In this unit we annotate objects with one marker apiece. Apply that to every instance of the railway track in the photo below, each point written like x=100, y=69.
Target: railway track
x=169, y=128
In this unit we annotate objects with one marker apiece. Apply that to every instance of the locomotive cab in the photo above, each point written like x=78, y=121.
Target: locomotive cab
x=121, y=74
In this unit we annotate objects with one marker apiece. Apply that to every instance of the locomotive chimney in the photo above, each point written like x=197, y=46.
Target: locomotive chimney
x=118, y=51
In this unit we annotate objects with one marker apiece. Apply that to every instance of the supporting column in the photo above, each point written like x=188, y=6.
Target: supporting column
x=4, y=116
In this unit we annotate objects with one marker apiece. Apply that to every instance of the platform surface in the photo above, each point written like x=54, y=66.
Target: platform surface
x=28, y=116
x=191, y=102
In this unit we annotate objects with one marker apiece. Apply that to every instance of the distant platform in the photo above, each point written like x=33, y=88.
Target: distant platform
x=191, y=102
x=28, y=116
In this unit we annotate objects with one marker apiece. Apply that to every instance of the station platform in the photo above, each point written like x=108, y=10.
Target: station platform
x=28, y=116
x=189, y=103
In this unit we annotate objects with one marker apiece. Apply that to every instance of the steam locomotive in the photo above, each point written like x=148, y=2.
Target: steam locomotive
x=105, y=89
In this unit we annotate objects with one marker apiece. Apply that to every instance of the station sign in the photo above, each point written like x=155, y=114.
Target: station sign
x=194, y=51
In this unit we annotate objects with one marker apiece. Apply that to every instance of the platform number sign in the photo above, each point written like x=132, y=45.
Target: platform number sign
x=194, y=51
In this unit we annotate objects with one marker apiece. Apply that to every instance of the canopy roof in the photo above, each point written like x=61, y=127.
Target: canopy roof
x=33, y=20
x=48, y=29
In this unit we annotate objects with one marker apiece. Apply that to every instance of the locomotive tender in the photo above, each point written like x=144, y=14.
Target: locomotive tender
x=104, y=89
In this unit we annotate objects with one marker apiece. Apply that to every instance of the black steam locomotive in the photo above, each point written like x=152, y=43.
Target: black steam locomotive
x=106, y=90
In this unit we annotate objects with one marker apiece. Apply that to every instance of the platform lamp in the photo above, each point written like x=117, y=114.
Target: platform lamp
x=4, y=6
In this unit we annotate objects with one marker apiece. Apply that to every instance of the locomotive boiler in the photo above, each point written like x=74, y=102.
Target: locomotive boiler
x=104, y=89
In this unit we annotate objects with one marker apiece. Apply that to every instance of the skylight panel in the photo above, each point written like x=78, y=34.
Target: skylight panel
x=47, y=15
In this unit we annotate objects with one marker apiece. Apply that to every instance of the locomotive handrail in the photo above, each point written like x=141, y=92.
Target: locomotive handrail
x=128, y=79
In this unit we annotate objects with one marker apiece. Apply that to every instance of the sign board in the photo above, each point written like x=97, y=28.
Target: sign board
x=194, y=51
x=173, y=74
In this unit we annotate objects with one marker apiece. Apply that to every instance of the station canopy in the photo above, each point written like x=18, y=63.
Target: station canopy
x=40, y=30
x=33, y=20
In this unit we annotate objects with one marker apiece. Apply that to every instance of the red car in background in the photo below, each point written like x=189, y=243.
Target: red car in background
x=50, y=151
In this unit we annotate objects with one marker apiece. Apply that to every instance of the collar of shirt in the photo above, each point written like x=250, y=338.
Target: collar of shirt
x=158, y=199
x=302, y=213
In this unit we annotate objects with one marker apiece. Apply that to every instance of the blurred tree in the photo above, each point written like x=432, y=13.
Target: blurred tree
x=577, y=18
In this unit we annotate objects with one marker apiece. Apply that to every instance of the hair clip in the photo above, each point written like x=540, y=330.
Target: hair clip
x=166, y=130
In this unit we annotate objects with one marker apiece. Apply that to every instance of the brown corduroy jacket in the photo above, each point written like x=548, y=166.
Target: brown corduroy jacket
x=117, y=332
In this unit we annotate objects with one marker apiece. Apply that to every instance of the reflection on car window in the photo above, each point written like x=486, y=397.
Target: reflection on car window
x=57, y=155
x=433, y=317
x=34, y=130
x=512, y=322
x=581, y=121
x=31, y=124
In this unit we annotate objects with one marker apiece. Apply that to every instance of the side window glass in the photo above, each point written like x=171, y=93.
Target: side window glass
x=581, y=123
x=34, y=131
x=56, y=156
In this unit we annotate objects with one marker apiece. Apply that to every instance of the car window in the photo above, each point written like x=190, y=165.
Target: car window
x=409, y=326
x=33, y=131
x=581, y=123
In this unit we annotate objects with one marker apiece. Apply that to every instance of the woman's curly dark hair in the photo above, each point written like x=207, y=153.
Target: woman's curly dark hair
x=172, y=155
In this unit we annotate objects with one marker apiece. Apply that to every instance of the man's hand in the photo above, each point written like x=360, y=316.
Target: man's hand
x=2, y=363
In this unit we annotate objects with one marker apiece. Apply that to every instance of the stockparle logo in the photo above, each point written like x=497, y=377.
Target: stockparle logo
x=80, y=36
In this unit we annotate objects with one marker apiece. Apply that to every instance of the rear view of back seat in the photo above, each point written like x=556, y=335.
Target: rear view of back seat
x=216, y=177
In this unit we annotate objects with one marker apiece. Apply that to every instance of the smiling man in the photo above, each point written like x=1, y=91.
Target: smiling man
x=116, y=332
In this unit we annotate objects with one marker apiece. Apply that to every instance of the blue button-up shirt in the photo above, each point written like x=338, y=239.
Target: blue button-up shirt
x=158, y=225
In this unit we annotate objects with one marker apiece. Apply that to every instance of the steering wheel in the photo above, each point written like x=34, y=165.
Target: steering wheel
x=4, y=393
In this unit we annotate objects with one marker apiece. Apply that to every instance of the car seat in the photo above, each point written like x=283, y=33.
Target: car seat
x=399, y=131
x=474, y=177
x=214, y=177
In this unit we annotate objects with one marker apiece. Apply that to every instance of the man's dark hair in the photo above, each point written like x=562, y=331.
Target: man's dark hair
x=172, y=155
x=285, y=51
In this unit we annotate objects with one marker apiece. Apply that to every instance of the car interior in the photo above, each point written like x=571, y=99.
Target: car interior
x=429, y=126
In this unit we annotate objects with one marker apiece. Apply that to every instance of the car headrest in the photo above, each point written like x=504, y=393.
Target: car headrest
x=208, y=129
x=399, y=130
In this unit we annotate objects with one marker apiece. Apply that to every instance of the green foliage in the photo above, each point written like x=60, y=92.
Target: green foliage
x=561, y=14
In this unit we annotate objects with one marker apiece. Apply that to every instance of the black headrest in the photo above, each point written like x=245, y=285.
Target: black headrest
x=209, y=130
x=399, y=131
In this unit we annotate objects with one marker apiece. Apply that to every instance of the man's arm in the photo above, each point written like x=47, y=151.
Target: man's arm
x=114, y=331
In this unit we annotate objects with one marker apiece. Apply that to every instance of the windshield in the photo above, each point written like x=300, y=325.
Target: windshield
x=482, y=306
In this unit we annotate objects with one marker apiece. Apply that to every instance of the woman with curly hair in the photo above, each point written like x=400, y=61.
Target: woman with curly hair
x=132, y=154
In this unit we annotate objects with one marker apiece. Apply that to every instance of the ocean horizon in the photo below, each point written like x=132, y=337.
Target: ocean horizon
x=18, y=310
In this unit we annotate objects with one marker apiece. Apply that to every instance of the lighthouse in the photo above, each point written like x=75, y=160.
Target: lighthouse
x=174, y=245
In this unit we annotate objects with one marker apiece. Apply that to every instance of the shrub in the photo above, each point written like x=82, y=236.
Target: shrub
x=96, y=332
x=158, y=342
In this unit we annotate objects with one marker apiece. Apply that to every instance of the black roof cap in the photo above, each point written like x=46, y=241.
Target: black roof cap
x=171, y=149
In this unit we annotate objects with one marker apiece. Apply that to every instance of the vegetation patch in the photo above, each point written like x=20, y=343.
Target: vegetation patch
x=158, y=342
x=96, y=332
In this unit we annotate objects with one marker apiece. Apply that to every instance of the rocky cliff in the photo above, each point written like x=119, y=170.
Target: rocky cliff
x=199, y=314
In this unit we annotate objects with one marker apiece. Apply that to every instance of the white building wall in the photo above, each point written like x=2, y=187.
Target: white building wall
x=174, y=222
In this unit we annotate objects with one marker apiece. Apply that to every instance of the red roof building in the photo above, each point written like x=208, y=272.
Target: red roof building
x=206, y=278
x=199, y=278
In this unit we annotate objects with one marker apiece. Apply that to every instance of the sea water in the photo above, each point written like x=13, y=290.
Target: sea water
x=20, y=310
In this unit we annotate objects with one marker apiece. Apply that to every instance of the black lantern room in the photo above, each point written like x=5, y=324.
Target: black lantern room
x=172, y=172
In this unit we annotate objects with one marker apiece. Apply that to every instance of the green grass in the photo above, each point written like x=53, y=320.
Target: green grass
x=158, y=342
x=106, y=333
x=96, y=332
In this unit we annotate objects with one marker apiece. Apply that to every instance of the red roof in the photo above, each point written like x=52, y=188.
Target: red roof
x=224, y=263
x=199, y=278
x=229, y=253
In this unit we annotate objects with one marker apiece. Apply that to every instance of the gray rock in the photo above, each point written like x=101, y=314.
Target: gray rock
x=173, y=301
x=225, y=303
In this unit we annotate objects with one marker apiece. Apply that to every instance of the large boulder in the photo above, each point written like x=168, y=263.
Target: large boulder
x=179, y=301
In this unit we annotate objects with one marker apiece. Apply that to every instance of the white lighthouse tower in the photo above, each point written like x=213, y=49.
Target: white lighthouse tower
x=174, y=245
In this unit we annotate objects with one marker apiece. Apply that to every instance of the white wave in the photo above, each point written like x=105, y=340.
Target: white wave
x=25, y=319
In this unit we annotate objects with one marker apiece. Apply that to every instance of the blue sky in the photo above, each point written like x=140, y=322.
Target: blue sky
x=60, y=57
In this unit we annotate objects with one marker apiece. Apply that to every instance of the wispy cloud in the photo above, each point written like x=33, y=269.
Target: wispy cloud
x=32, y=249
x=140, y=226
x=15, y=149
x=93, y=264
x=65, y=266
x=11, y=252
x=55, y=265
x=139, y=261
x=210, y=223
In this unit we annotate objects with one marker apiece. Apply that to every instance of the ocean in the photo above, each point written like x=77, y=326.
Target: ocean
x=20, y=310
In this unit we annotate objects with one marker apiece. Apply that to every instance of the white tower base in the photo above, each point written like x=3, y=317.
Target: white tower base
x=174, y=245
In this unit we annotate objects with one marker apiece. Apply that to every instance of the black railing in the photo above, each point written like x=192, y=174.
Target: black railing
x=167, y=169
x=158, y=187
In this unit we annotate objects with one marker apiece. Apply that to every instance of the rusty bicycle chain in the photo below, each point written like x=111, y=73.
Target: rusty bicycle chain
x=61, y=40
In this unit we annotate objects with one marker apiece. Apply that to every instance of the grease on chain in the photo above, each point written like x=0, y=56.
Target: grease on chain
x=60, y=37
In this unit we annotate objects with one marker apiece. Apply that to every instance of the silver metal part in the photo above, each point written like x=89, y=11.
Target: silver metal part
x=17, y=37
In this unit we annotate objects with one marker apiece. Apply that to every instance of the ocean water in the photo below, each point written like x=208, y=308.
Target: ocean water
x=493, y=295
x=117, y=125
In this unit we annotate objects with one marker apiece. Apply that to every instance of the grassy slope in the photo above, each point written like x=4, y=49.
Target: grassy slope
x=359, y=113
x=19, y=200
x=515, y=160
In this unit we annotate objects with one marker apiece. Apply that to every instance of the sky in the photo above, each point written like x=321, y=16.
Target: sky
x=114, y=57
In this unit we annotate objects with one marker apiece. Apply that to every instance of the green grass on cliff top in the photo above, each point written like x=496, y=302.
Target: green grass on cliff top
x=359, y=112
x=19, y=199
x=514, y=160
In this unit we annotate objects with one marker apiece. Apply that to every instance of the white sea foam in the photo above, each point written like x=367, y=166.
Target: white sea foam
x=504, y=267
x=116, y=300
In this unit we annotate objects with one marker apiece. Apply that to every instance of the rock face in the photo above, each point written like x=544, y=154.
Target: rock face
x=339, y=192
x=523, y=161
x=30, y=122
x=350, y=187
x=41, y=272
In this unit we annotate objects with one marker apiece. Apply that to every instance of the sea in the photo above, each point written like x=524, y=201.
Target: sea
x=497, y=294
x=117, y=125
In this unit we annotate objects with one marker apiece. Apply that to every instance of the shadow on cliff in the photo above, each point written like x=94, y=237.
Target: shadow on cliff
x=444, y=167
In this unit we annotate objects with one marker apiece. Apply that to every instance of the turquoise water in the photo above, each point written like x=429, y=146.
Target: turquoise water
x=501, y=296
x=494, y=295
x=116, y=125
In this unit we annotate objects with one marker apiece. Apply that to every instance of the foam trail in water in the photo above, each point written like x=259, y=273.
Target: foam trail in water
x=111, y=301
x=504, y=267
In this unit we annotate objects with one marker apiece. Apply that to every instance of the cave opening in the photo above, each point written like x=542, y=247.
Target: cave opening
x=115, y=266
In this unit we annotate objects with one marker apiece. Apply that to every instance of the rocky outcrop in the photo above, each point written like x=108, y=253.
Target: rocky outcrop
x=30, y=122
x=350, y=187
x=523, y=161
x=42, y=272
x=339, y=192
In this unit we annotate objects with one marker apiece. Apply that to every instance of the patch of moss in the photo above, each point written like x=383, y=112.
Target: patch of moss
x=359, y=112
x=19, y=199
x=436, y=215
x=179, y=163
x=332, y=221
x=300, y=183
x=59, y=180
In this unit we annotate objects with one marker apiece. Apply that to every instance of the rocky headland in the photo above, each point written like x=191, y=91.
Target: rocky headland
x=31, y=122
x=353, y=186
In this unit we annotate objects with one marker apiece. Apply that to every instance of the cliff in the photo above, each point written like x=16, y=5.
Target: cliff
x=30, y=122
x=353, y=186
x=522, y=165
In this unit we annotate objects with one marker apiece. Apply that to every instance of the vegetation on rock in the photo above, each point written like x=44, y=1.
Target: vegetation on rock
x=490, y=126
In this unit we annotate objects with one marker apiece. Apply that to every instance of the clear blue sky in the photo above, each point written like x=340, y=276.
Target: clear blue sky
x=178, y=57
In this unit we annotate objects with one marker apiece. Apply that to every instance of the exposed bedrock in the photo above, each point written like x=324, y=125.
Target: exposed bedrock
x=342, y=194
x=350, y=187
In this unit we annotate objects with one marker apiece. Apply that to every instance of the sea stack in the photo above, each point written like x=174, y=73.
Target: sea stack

* Aim: Retype the items above character for character, beginning with their first line and stopping after the line that contains "x=189, y=103".

* Finished task:
In this unit we annotate objects with one marker apiece. Apply that to every instance of the railway track in the photo below, each point written like x=100, y=69.
Target: railway track
x=169, y=128
In this unit we annotate objects with one marker apiece. Apply that to every instance of the locomotive cab in the photo above, each point written like x=78, y=121.
Target: locomotive cab
x=121, y=74
In this unit we annotate objects with one marker apiece. Apply that to every instance of the locomotive chimney in the photo above, each point written like x=197, y=46.
Target: locomotive chimney
x=118, y=51
In this unit we annotate objects with one marker apiece. Apply that to every instance of the supporting column in the photo above, each point written like x=188, y=6.
Target: supporting column
x=4, y=116
In this unit we annotate objects with one marker apiece. Apply that to every instance of the platform surface in the photo above, each point written like x=54, y=66.
Target: platform surface
x=28, y=116
x=191, y=102
In this unit we annotate objects with one marker apiece. Apply that to every instance of the distant platform in the photo above, each point written like x=33, y=88.
Target: distant platform
x=191, y=102
x=28, y=116
In this unit we annotate objects with one marker apiece. Apply that to every instance of the station platform in the photo above, each point written like x=108, y=10.
Target: station platform
x=28, y=116
x=189, y=103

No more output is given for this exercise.